━━━━━ Input

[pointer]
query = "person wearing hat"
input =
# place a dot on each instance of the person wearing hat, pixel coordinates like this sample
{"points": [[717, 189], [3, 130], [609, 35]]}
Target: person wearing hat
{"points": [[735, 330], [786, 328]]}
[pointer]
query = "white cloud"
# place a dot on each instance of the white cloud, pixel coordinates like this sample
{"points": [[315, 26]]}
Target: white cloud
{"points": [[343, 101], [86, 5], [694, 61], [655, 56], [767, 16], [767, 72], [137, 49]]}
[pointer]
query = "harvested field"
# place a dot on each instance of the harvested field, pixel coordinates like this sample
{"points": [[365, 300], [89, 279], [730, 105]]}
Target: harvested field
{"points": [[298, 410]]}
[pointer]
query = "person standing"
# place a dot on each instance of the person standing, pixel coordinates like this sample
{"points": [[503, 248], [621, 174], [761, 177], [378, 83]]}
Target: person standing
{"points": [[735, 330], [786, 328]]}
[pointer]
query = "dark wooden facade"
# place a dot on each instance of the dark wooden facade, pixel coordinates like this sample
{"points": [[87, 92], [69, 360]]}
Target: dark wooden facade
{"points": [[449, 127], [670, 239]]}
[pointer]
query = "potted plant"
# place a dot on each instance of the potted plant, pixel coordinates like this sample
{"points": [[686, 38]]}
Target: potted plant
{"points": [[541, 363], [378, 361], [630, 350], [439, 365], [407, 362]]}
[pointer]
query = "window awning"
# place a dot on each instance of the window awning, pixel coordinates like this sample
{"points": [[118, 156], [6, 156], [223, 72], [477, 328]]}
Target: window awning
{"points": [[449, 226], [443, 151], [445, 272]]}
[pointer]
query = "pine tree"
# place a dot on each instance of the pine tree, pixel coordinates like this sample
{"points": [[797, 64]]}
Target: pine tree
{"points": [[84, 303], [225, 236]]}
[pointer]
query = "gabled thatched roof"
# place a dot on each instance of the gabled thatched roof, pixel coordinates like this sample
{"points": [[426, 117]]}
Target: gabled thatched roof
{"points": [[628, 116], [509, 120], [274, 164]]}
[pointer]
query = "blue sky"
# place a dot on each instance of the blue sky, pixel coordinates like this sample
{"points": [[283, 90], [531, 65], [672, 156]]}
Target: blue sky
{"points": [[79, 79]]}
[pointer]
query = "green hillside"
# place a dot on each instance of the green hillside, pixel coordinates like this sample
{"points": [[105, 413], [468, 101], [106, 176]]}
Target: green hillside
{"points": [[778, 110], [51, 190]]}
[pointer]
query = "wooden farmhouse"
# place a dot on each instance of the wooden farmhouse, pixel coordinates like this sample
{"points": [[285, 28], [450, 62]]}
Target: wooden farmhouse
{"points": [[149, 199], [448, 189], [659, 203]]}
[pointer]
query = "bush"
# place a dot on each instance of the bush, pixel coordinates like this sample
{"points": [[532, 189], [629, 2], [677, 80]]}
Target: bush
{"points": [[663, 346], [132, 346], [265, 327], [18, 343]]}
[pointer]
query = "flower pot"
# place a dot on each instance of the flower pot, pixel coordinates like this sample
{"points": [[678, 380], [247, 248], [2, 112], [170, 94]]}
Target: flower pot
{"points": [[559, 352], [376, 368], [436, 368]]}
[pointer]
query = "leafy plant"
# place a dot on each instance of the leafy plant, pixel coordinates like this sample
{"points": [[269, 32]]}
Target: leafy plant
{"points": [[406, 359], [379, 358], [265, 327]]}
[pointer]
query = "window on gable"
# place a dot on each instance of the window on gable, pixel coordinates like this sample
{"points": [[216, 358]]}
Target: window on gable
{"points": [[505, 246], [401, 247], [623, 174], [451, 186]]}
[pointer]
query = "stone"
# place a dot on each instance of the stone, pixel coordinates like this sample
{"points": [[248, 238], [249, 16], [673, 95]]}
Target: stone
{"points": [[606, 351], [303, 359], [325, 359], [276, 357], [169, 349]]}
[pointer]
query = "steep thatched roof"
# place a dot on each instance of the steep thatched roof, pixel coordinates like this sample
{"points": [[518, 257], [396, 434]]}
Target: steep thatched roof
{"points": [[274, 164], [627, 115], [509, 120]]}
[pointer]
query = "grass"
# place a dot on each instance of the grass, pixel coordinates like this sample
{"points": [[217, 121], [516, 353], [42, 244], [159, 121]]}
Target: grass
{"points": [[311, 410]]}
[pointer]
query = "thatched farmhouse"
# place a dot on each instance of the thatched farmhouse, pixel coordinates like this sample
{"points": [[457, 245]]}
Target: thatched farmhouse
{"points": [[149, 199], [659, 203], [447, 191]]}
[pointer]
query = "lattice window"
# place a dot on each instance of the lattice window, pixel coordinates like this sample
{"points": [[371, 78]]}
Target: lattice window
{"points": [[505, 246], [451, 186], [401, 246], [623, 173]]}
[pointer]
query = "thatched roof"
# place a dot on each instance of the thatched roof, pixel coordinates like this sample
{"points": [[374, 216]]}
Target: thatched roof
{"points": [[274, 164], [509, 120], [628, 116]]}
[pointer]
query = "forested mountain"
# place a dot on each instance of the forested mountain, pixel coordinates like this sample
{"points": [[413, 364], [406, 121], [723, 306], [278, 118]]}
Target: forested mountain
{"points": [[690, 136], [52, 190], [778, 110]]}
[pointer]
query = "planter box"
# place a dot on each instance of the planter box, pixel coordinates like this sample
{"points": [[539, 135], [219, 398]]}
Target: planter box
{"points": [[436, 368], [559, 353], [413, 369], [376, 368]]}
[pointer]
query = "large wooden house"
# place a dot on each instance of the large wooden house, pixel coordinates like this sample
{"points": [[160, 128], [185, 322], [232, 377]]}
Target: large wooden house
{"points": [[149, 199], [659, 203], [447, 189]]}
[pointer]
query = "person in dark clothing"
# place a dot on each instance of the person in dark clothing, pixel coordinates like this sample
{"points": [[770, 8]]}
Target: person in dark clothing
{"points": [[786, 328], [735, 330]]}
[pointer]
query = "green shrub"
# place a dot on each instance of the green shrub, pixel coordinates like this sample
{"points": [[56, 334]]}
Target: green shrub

━━━━━━━━━━

**Work to complete:** Return all of the data precisely as it appears.

**Full response:**
[pointer]
query = "person wearing hat"
input =
# place a dot on each instance of the person wearing hat, pixel coordinates like this sample
{"points": [[717, 189], [3, 130], [609, 35]]}
Target: person wearing hat
{"points": [[735, 330], [786, 328]]}
[pointer]
query = "white cloud"
# place a dot on each instance of the white cloud, pixel coordinates like this sample
{"points": [[315, 26]]}
Target: white cloud
{"points": [[343, 101], [86, 5], [694, 61], [655, 56], [767, 16], [767, 72], [137, 49]]}
[pointer]
query = "harvested field"
# place a dot on each instance of the harvested field, pixel coordinates like this sample
{"points": [[365, 300], [89, 279], [730, 105]]}
Target: harvested field
{"points": [[298, 410]]}
[pointer]
query = "person standing"
# place a dot on each instance of the person standing, pixel coordinates like this sample
{"points": [[503, 248], [621, 174], [761, 177], [378, 83]]}
Target: person standing
{"points": [[735, 330], [786, 328]]}
[pointer]
query = "dark wooden facade"
# place a dot on each instance of the dark wooden facade, pixel coordinates like this sample
{"points": [[87, 92], [69, 360]]}
Target: dark wooden facade
{"points": [[449, 127], [670, 239]]}
[pointer]
query = "potted plant"
# place a dot on each instance of the potted plant, pixel coordinates like this sample
{"points": [[686, 38]]}
Target: potted plant
{"points": [[541, 363], [378, 361], [630, 350], [439, 365], [407, 362]]}
[pointer]
query = "window awning"
# place a dot on each instance of the window awning, pixel coordinates like this sample
{"points": [[118, 156], [6, 156], [223, 72], [477, 328]]}
Target: window awning
{"points": [[449, 226], [443, 151], [445, 272]]}
[pointer]
query = "pine tree"
# place a dot on each instance of the pine tree, pixel coordinates like this sample
{"points": [[797, 64]]}
Target: pine tree
{"points": [[84, 303], [225, 236]]}
[pointer]
query = "gabled thatched roof"
# place a dot on each instance of the gabled thatched roof, pixel coordinates like this sample
{"points": [[426, 117]]}
Target: gabled thatched roof
{"points": [[628, 116], [509, 120], [274, 164]]}
[pointer]
query = "blue sky"
# place a dot on each instance of the blue sky, pixel coordinates like this sample
{"points": [[283, 90], [531, 65], [672, 156]]}
Target: blue sky
{"points": [[79, 79]]}
[pointer]
query = "green hillside"
# place a dot on each instance of the green hillside, pixel coordinates like this sample
{"points": [[105, 413], [468, 101], [106, 176]]}
Target: green hillside
{"points": [[778, 110], [51, 190]]}
[pointer]
query = "wooden farmhouse"
# place a dot on each instance of the wooden farmhouse, pixel coordinates like this sample
{"points": [[285, 28], [450, 62]]}
Target: wooden farmhouse
{"points": [[149, 199], [448, 189], [659, 203]]}
[pointer]
query = "bush"
# place a dot on each instance of the bush, pixel coordinates like this sample
{"points": [[532, 189], [629, 2], [677, 80]]}
Target: bush
{"points": [[663, 346], [132, 346], [265, 327], [18, 343]]}
[pointer]
query = "flower pot"
# place a dot on each instance of the flower pot, pixel coordinates like this sample
{"points": [[678, 380], [247, 248], [2, 112], [170, 94]]}
Target: flower pot
{"points": [[559, 352], [376, 368], [436, 368]]}
[pointer]
query = "leafy plant"
# place a dot on each instance of the leafy plant, pixel coordinates like this sample
{"points": [[269, 32]]}
Target: leafy plant
{"points": [[406, 359], [379, 358], [265, 327]]}
[pointer]
query = "window on gable"
# place a dot on each instance of the window on gable, pixel coordinates like this sample
{"points": [[216, 358]]}
Target: window on gable
{"points": [[505, 246], [401, 247], [623, 174], [451, 186]]}
[pointer]
query = "stone"
# place a dot on each instance of the stone, pixel coordinates like this sample
{"points": [[248, 238], [249, 16], [673, 95]]}
Target: stone
{"points": [[606, 351], [303, 359], [325, 359], [276, 357], [169, 349]]}
[pointer]
query = "steep thatched roof"
# place a dot on each instance of the steep thatched roof, pixel coordinates like this sample
{"points": [[518, 257], [396, 434]]}
Target: steep thatched roof
{"points": [[274, 164], [627, 115], [509, 120]]}
[pointer]
query = "grass"
# place a dot on each instance of the grass, pixel coordinates like this sample
{"points": [[217, 121], [516, 353], [42, 244], [159, 121]]}
Target: grass
{"points": [[311, 410]]}
[pointer]
query = "thatched farmhouse"
# place a dot on each instance of the thatched farmhouse, pixel coordinates like this sample
{"points": [[457, 245]]}
Target: thatched farmhouse
{"points": [[149, 199], [659, 203], [447, 191]]}
[pointer]
query = "lattice window"
# place a dot on each instance of the lattice window, pixel coordinates like this sample
{"points": [[371, 78]]}
Target: lattice window
{"points": [[505, 246], [451, 186], [401, 246], [623, 173]]}
[pointer]
query = "thatched roof"
# place a dot on each instance of the thatched roof, pixel coordinates like this sample
{"points": [[374, 216]]}
Target: thatched roof
{"points": [[274, 164], [509, 120], [628, 116]]}
[pointer]
query = "forested mountain"
# place a dot on each instance of the forested mountain, pixel coordinates like this sample
{"points": [[413, 364], [406, 121], [723, 306], [278, 118]]}
Target: forested mountain
{"points": [[690, 136], [52, 190], [778, 110]]}
[pointer]
query = "planter box"
# place a dot on each instance of the planter box, pixel coordinates like this sample
{"points": [[539, 135], [219, 398]]}
Target: planter box
{"points": [[436, 368], [559, 353], [413, 369], [376, 368]]}
[pointer]
query = "large wooden house"
# place a dot on each instance of the large wooden house, pixel coordinates like this sample
{"points": [[160, 128], [185, 322], [232, 377]]}
Target: large wooden house
{"points": [[149, 199], [659, 203], [447, 189]]}
[pointer]
query = "person in dark clothing"
# place a dot on each instance of the person in dark clothing, pixel coordinates like this sample
{"points": [[770, 8]]}
Target: person in dark clothing
{"points": [[786, 328], [735, 330]]}
[pointer]
query = "green shrub"
# place a dot on each instance of the green shrub, pixel coordinates like this sample
{"points": [[56, 334]]}
Target: green shrub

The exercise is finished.